━━━━━ EXERCISE PASSAGE

The endoderm is the region of an early embryo that forms the digestive organs. Analysis of the frog model, Xenopus laevis, has provided a molecular framework of endoderm development, and it depends on VegT RNA. VegT codes for a transcription factor, and its RNA is localized during oogenesis to a small region of the oocyte, the vegetal cortex. After fertilization, VegT causes transcription of signaling molecules and transcription factors, necessary for development of both mesoderm and endoderm.
Many frogs, the anuran amphibians, have evolved reproductive modes involving great increases in the amount of yolk and the size of the egg. These natural experiments can be exploited to see the impact of increased yolk on developmental patterning. Such an increase likely occurred 350 million years ago with the evolution of the amniote egg, which allowed vertebrates to divorce themselves completely from the water. Derived changes in development of frogs with large eggs may mirror changes associated with that critical but obscure evolutionary event.
The impact of increased yolk on the molecular organization of three independently derived cases of large-egged anurans will be examined. The role of VegT in endoderm development in Eleutherodactylus coqui, whose egg is 20x larger in volume than that of X. laevis, will be a primary focus. Location of both EcVegT RNA and mesoderm formation has shifted towards the animal side of the egg and away from the very yolky vegetal side. The hypothesis will be tested that much of the yolk-rich vegetal part of the egg has withdrawn from active involvement in development. These vegetal cells would not be under VegT control and would not form definitive gut tissues. Their role would be solely to provide nutrition, much like the uncleaved yolk of the chicken egg.

━━━━━━━━━━

YOUR INSTRUCTIONS: State whether each of the following statements agrees with the text on frog endoderm development, answering yes or no and quoting the words of the text that decide it. 1. During oogenesis, VegT RNA is localized to the vegetal cortex of the oocyte. 2. The egg of Eleutherodactylus coqui is smaller in volume than that of X. laevis. 3. In Eleutherodactylus coqui, mesoderm formation has shifted toward the vegetal side of the egg.

━━━━━ ENTRIES PROVIDED

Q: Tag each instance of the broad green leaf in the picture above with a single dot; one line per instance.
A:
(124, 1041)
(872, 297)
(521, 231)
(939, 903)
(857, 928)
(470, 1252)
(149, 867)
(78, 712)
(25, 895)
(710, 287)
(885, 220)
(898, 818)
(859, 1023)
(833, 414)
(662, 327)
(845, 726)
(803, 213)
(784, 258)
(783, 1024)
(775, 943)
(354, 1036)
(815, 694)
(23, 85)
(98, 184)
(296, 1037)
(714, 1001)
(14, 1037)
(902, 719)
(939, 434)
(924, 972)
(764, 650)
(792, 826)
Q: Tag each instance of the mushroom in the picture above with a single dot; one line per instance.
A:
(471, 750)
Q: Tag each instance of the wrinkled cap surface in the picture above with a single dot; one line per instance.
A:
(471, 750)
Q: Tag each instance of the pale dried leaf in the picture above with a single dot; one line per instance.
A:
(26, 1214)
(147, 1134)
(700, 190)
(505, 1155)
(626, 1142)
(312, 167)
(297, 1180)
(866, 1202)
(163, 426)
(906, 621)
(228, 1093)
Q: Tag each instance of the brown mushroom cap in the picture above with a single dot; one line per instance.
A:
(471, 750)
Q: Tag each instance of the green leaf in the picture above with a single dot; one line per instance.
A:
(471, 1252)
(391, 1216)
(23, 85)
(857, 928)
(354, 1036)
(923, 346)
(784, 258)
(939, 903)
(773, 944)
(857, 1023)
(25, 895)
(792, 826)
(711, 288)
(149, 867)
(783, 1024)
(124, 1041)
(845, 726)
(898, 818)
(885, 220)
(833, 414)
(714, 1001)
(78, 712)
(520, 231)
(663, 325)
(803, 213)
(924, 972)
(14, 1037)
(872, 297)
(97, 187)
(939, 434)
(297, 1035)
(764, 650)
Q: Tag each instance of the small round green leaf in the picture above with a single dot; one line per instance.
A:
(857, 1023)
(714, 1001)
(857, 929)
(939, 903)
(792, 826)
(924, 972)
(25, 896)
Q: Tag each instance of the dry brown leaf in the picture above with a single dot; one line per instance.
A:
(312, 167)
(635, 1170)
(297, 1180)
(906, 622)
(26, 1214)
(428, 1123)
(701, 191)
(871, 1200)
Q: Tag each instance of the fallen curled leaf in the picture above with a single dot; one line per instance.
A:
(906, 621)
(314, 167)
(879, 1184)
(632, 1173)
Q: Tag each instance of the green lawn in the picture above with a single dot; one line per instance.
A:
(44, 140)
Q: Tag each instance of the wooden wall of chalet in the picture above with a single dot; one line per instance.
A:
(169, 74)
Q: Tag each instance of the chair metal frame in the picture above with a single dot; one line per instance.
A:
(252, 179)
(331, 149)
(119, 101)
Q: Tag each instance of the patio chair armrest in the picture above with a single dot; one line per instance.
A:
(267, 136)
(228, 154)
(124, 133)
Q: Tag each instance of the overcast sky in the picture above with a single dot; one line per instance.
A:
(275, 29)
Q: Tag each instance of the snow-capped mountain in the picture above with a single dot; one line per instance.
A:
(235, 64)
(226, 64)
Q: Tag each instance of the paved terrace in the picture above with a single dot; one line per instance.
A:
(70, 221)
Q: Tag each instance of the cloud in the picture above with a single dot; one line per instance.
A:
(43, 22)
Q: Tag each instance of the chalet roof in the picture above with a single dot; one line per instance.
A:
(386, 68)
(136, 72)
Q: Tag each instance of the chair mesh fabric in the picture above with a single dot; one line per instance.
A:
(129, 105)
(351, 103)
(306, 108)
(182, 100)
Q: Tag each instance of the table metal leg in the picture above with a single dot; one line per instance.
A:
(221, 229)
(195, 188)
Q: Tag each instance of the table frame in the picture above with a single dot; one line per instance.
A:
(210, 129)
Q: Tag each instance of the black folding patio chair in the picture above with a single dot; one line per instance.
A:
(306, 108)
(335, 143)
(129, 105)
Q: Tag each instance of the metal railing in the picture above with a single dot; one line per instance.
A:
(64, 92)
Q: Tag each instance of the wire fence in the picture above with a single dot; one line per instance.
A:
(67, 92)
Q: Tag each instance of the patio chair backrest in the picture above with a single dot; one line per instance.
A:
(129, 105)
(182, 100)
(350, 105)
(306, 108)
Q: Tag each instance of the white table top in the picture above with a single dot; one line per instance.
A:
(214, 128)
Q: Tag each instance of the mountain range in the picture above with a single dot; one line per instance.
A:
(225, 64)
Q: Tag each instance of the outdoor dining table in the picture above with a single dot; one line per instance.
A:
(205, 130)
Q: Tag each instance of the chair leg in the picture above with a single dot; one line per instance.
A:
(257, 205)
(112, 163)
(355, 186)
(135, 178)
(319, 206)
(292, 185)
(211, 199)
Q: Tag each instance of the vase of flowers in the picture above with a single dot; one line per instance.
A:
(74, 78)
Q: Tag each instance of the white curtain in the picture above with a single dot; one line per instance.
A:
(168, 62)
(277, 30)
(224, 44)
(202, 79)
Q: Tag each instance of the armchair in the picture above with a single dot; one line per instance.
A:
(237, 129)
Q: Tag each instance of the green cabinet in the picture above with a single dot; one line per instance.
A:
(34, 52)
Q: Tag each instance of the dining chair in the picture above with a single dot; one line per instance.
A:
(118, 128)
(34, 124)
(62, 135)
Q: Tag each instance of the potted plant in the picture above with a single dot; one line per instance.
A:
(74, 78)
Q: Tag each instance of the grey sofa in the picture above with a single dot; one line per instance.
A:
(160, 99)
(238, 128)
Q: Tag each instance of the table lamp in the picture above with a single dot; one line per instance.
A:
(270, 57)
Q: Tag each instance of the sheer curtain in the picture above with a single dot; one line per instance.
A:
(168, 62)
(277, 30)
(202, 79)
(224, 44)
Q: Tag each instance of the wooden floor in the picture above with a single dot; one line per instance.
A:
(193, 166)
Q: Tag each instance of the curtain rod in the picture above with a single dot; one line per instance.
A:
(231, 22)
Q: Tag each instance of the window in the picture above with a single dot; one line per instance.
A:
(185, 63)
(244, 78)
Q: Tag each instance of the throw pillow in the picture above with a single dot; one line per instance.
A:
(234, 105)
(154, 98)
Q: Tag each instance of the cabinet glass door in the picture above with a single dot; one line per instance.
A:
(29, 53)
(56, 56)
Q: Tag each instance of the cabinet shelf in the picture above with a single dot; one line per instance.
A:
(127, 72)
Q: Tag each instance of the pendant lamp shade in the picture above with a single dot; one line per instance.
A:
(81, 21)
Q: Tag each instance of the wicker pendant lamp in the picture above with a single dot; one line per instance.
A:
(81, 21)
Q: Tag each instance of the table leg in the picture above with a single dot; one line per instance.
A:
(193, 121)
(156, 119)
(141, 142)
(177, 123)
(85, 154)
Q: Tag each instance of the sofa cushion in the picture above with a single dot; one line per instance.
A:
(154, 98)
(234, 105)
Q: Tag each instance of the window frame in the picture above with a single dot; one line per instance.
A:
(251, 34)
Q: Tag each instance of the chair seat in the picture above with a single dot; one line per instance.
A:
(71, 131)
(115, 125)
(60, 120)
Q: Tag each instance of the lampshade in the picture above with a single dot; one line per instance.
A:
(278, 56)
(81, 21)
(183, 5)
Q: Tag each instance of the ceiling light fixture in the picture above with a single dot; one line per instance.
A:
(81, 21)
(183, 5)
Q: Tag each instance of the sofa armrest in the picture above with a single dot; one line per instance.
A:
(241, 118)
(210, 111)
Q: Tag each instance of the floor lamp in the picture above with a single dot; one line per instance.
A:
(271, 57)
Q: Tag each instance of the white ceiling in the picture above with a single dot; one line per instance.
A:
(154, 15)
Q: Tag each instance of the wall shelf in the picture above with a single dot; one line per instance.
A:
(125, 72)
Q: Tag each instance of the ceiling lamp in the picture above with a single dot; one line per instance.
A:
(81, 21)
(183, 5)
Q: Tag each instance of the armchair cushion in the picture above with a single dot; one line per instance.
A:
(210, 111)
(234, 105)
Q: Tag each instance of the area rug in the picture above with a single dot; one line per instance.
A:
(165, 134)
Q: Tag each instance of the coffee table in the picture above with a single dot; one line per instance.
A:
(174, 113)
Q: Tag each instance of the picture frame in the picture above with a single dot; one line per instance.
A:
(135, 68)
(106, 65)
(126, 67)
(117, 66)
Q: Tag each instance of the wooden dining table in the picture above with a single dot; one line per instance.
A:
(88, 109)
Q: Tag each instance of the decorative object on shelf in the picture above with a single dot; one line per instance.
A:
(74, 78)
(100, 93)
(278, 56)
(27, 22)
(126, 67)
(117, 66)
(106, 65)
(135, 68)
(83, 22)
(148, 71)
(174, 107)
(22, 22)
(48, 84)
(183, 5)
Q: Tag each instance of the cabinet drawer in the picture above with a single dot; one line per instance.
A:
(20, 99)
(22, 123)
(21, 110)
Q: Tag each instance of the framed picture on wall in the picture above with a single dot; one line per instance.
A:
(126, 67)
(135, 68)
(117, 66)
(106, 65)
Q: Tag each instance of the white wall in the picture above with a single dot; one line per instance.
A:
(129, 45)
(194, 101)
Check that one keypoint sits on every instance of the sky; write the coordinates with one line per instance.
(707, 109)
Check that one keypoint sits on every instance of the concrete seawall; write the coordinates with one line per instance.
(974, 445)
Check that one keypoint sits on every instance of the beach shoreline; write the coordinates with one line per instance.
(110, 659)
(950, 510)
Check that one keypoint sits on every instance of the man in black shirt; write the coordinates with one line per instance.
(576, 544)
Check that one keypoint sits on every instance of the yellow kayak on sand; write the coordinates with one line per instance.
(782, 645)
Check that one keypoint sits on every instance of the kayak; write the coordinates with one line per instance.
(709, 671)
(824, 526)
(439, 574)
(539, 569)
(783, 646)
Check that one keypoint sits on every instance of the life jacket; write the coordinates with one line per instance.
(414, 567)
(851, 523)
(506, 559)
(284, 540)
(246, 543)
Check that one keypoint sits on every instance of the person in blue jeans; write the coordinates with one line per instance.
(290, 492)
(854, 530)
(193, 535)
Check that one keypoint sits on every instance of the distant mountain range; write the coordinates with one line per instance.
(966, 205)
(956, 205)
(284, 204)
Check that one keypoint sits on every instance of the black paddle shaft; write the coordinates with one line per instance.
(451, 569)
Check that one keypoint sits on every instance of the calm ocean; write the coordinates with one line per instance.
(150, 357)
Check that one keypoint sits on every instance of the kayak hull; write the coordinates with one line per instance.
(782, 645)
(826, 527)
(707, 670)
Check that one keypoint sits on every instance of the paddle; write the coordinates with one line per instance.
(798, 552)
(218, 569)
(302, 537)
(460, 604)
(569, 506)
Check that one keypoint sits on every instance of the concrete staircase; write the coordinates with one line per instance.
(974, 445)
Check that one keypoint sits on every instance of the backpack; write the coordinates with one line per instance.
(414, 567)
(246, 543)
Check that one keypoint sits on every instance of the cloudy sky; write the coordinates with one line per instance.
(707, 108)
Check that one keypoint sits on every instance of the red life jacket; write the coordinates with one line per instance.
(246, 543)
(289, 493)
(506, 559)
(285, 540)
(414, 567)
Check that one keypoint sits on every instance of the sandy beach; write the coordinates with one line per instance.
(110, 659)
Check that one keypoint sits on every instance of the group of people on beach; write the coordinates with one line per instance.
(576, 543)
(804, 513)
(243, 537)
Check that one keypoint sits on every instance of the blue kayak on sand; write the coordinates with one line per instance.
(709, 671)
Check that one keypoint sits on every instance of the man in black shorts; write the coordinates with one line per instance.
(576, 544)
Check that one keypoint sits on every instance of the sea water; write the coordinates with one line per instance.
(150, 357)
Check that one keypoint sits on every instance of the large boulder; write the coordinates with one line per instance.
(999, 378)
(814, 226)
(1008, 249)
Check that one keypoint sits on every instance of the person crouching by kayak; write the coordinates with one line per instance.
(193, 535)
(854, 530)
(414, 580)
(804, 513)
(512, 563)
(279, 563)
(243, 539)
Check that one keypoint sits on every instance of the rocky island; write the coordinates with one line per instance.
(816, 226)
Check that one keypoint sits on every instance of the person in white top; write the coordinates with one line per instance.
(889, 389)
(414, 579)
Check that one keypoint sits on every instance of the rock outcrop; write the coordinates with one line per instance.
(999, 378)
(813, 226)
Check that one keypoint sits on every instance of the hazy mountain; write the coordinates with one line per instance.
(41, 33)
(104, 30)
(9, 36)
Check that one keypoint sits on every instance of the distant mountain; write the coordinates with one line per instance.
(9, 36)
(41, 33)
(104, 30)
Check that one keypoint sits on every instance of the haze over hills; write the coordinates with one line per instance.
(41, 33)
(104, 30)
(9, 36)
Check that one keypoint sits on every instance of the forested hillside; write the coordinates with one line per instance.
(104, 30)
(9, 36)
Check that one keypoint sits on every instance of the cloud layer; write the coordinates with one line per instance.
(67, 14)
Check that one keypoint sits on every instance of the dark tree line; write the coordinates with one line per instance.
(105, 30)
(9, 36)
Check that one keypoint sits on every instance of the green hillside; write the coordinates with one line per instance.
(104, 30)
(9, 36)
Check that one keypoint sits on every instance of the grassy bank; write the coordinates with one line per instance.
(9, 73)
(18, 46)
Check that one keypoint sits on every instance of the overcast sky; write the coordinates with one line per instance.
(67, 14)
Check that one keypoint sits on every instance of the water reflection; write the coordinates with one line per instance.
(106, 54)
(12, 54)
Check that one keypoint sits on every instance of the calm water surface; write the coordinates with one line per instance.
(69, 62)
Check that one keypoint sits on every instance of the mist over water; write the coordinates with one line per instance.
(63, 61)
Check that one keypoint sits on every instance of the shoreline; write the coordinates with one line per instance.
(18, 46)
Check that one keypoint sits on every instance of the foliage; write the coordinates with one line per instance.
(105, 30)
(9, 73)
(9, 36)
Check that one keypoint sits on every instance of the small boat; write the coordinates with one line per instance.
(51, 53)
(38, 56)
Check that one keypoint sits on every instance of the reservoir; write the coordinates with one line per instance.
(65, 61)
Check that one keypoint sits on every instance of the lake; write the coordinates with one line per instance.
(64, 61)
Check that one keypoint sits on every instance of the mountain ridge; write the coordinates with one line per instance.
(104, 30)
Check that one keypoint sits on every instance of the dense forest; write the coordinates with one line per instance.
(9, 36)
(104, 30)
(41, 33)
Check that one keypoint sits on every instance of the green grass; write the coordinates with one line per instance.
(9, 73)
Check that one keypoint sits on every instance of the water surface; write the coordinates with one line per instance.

━━━━━━━━━━

SOLUTION FOR THIS TASK:
1. Yes: "its RNA is localized during oogenesis to a small region of the oocyte, the vegetal cortex."
2. No: "whose egg is 20x larger in volume than that of X. laevis"
3. No: "Location of both EcVegT RNA and mesoderm formation has shifted towards the animal side of the egg and away from the very yolky vegetal side."